Objective >> Copy the listing below word for word, all of it.

Data supplied >>
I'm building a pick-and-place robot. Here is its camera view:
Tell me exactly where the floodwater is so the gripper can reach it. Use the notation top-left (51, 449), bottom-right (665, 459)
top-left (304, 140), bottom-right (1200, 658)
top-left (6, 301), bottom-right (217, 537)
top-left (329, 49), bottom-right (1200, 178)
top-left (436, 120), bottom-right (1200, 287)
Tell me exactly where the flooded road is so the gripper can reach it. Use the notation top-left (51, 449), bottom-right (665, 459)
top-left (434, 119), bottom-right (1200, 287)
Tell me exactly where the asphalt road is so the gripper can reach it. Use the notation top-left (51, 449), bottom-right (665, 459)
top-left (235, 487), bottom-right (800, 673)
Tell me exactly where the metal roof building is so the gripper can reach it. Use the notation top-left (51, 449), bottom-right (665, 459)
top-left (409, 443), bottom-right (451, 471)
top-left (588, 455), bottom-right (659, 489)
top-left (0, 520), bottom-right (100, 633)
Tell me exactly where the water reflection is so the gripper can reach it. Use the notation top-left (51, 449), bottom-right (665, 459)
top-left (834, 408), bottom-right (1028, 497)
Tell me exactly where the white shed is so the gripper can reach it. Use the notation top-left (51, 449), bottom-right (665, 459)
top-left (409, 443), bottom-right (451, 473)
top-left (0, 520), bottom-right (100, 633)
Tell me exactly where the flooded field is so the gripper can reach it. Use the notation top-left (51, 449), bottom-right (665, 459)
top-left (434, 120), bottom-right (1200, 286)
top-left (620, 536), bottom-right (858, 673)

Response to this task >>
I'm building a pick-and-place robot. Here is its camera view:
Tell me exactly where the floodwater is so the gripper can reach it. Use the notation top-left (51, 449), bottom-right (665, 459)
top-left (304, 140), bottom-right (1200, 658)
top-left (6, 301), bottom-right (217, 537)
top-left (329, 49), bottom-right (1200, 178)
top-left (436, 120), bottom-right (1200, 287)
Tell me exactly where the flooded road is so the gripper can reach it. Use the notation top-left (51, 449), bottom-right (665, 459)
top-left (434, 119), bottom-right (1200, 287)
Tell me exactly where the asphalt road is so the gripper can reach it. Use the notation top-left (51, 449), bottom-right (665, 459)
top-left (235, 487), bottom-right (800, 673)
Tell me exactly where the metal roof building is so the gripper can reach it. Use the notation top-left (51, 449), bottom-right (665, 459)
top-left (409, 443), bottom-right (451, 471)
top-left (588, 455), bottom-right (659, 489)
top-left (0, 520), bottom-right (100, 633)
Tell me exactly where the water reflection is so the gripper can reach it. Use the notation top-left (51, 449), bottom-right (665, 459)
top-left (834, 408), bottom-right (1028, 497)
Tell me exactly where the white shed is so the gripper can reach it. Use the notation top-left (51, 449), bottom-right (665, 459)
top-left (409, 443), bottom-right (451, 473)
top-left (0, 520), bottom-right (100, 633)
Tell me exactly where the flooded field is so the gripper can reach it. Use the notation top-left (51, 449), bottom-right (665, 459)
top-left (434, 120), bottom-right (1200, 286)
top-left (620, 536), bottom-right (858, 673)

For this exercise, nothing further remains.